### SEITENAUSZUG
Es gebe auch negatives Feedback, aber das sei eher selten der Fall. Zum Beispiel sei schon die Frage aufgekommen, wer denn beweise, dass diese Geschichten alle echt sind. Über solche Aussagen ärgert sich Kim: „Da bekomme ich so einen Hals.“
Podcast ist in der Kategorie True Crime
Kim und Lise haben auch schon mit dem zweiten Schritt angefangen: ein Podcast in der Kategorie True Crime – „weil es wahre Verbrechen sind, die da begangen werden, jeden Tag und jede Sekunde überall auf dieser Welt.“ Die erste Folge ist am Samstag (08.04.) erschienen. In der zweiten Folge sprechen Kim und Lise auch über persönliche Erlebnisse. Sie wollen auch Geschichten aus dem Archiv vorlesen.
Im Podcast möchte das Kollektiv auch Fragen wie „Was passiert eigentlich, wenn ich Vergewaltiger anzeige?“ klären. Dazu planen sie, Experten aus verschiedenen Gebieten einzuladen, z. B. Menschen, die mit Opfern zusammenarbeiten. Aber auch hier sollen die Opfer selbst zu Wort kommen. Auch Gespräche mit Tätern und Täterinnen können sich die beiden vorstellen.

### BEREITGESTELLTES MATERIAL

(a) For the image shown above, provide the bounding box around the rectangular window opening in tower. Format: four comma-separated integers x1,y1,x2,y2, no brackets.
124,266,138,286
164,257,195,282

### AUFGABENSTELLUNG
Gib aus dem Seitenauszug oben alles von „Es gebe auch“ bis hinunter zu „dem Archiv vorlesen.“ Wort für Wort wieder.

### SCHRIFTLICHE LÖSUNG
Es gebe auch negatives Feedback, aber das sei eher selten der Fall. Zum Beispiel sei schon die Frage aufgekommen, wer denn beweise, dass diese Geschichten alle echt sind. Über solche Aussagen ärgert sich Kim: „Da bekomme ich so einen Hals.“
Podcast ist in der Kategorie True Crime
Kim und Lise haben auch schon mit dem zweiten Schritt angefangen: ein Podcast in der Kategorie True Crime – „weil es wahre Verbrechen sind, die da begangen werden, jeden Tag und jede Sekunde überall auf dieser Welt.“ Die erste Folge ist am Samstag (08.04.) erschienen. In der zweiten Folge sprechen Kim und Lise auch über persönliche Erlebnisse. Sie wollen auch Geschichten aus dem Archiv vorlesen.